**Source text:**
Emergency escape and exit lighting must connect to the emergency lighting UPS system, to ensure illumination is continuous during a mains failure. The UPS system has been designed with a battery life of three hours in all areas – a length of time selected not because it is expected to take the public three hours to escape, but to ensure sufficient light after an incident to give emergency services time to search for casualties.
London Underground’s requirement for emergency lighting is that every third fitting is connected to the UPS, but this minimum is exceeded in areas where more fittings are required to meet the 15 lux light level. To maximise resilience, emergency-lighting circuits are interleaved so that adjacent luminaires are fed from different emergency distribution boards.
The difficulty with being the first major subterranean infrastructure project to be lit by LEDs is that very few suitable LED fittings met Crossrail’s specific requirements. Crossrail defined four luminaire types for specific applications, then turned to lighting manufacturers to develop them. These were the totem, the recessed escalator light, the cross-passage lighting service boom, and the platform edge screen light box. ‘We’d established the concept, but we didn’t know whether they would work, because we hadn’t prototyped any fittings,’ says Kerrigan.
A prototype of the Ikon uplighter mounted on the totem
The totem
One of the lighting manufacturers that Crossrail used for the specialist LED fittings needed was Future Designs. It developed the luminaire for the totem uplighter and the six associated emergency light fixtures contained within. The totem is the primary source of light on the lower concourse. It is a 2.1m-high unit that combines signage with a high-powered LED uplighter, to bounce light off the tunnel’s glass-reinforced concrete walls onto the concourse floor. It also incorporates emergency lighting, fire alarms and public help points.

**Written problem:**
According to the Crossrail lighting text, how long does the battery of the emergency lighting UPS system last?

**Record list:**
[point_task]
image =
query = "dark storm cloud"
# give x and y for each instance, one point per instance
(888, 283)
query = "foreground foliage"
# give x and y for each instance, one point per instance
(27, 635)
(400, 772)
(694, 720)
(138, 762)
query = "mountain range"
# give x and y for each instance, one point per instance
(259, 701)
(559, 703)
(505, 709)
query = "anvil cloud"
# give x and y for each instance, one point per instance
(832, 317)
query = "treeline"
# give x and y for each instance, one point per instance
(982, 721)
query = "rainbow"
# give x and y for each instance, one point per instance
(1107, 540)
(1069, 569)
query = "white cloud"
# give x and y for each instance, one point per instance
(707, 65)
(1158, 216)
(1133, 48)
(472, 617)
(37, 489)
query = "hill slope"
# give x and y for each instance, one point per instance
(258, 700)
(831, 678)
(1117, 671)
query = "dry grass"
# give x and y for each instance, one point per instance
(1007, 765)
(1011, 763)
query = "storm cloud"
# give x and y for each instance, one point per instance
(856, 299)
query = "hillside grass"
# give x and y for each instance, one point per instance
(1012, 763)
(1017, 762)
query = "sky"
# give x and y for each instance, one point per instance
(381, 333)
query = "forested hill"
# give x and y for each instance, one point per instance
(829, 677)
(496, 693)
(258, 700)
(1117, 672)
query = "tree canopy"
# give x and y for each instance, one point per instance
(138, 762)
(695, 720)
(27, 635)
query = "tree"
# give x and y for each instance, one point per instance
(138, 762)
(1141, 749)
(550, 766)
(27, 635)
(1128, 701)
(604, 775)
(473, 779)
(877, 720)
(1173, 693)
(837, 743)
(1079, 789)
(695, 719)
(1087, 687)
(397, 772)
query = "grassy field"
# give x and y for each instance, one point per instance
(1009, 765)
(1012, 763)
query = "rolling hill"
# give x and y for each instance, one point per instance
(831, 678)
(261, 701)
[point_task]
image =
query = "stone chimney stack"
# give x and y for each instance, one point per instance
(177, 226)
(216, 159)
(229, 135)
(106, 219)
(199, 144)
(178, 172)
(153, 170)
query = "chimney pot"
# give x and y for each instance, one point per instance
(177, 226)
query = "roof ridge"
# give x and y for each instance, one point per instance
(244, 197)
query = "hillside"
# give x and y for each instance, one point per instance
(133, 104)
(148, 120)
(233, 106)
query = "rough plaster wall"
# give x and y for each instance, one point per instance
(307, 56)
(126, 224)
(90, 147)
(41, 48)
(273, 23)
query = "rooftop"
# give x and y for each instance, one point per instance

**Written response:**
Three hours in all areas.